**Work instructions:**
Convert the lines below into a JSON list of strings, with one string for each line and any blank lines omitted.

__________

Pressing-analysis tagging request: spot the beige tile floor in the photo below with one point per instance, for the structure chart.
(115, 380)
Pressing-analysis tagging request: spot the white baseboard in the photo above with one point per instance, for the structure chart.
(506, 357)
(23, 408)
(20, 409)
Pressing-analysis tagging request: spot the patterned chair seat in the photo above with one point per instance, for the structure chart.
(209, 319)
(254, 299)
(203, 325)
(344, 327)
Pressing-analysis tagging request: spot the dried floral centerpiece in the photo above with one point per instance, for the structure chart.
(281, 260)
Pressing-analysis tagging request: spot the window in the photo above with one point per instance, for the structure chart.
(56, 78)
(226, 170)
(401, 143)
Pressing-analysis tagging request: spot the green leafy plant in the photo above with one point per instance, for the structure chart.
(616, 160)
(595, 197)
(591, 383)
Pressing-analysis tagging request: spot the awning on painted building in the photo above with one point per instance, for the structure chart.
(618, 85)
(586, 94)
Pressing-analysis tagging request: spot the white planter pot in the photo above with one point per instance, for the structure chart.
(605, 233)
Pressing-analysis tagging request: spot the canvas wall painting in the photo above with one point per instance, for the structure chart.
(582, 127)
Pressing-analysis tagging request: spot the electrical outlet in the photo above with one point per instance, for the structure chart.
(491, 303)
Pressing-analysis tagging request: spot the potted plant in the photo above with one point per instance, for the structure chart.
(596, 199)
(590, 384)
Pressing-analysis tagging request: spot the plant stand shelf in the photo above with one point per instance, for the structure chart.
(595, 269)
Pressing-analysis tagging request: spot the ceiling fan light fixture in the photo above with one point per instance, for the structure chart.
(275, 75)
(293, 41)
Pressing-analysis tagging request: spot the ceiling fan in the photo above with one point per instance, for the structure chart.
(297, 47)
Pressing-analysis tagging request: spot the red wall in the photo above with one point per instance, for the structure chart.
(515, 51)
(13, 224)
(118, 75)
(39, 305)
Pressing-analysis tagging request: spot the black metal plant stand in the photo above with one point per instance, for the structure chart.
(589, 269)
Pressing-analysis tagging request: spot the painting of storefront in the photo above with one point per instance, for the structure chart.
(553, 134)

__________

**Problem solution:**
[
  "Pressing-analysis tagging request: spot the beige tile floor in the photo below with one point per instance, for the structure chart.",
  "(115, 380)",
  "Pressing-analysis tagging request: spot the white baseboard in the photo above with one point per instance, for the structure chart.",
  "(506, 357)",
  "(23, 408)",
  "(20, 409)",
  "Pressing-analysis tagging request: spot the patterned chair seat in the photo above with one point per instance, for the structure chart.",
  "(209, 319)",
  "(254, 299)",
  "(203, 325)",
  "(344, 327)",
  "Pressing-analysis tagging request: spot the dried floral centerpiece in the photo above with one point per instance, for the structure chart.",
  "(281, 260)",
  "Pressing-analysis tagging request: spot the window in the photo above with one point per instance, for the structure chart.",
  "(56, 78)",
  "(226, 170)",
  "(401, 143)",
  "Pressing-analysis tagging request: spot the green leafy plant in the photo above with one point per instance, for the structure chart.",
  "(616, 160)",
  "(595, 197)",
  "(591, 383)",
  "Pressing-analysis tagging request: spot the awning on painted building in the photo above with one point per instance, for the structure chart.",
  "(618, 85)",
  "(586, 94)",
  "Pressing-analysis tagging request: spot the white planter pot in the photo above with one point per instance, for the structure chart.",
  "(605, 233)",
  "Pressing-analysis tagging request: spot the canvas wall painting in the photo above with one point per instance, for the structure chart.",
  "(582, 127)",
  "Pressing-analysis tagging request: spot the electrical outlet in the photo above with one point per instance, for the structure chart.",
  "(491, 303)",
  "Pressing-analysis tagging request: spot the potted plant in the photo above with one point per instance, for the structure chart.",
  "(596, 199)",
  "(590, 384)",
  "Pressing-analysis tagging request: spot the plant stand shelf in the photo above with one point per instance, for the structure chart.",
  "(595, 269)",
  "Pressing-analysis tagging request: spot the ceiling fan light fixture in the photo above with one point per instance, for the structure chart.",
  "(275, 75)",
  "(293, 41)",
  "Pressing-analysis tagging request: spot the ceiling fan in the photo above with one point per instance, for the structure chart.",
  "(297, 47)",
  "Pressing-analysis tagging request: spot the red wall in the photo above with one point per instance, for the structure chart.",
  "(515, 51)",
  "(13, 224)",
  "(118, 75)",
  "(39, 305)",
  "Pressing-analysis tagging request: spot the black metal plant stand in the photo above with one point per instance, for the structure chart.",
  "(589, 269)",
  "Pressing-analysis tagging request: spot the painting of storefront in the photo above with one point per instance, for the structure chart.",
  "(553, 134)"
]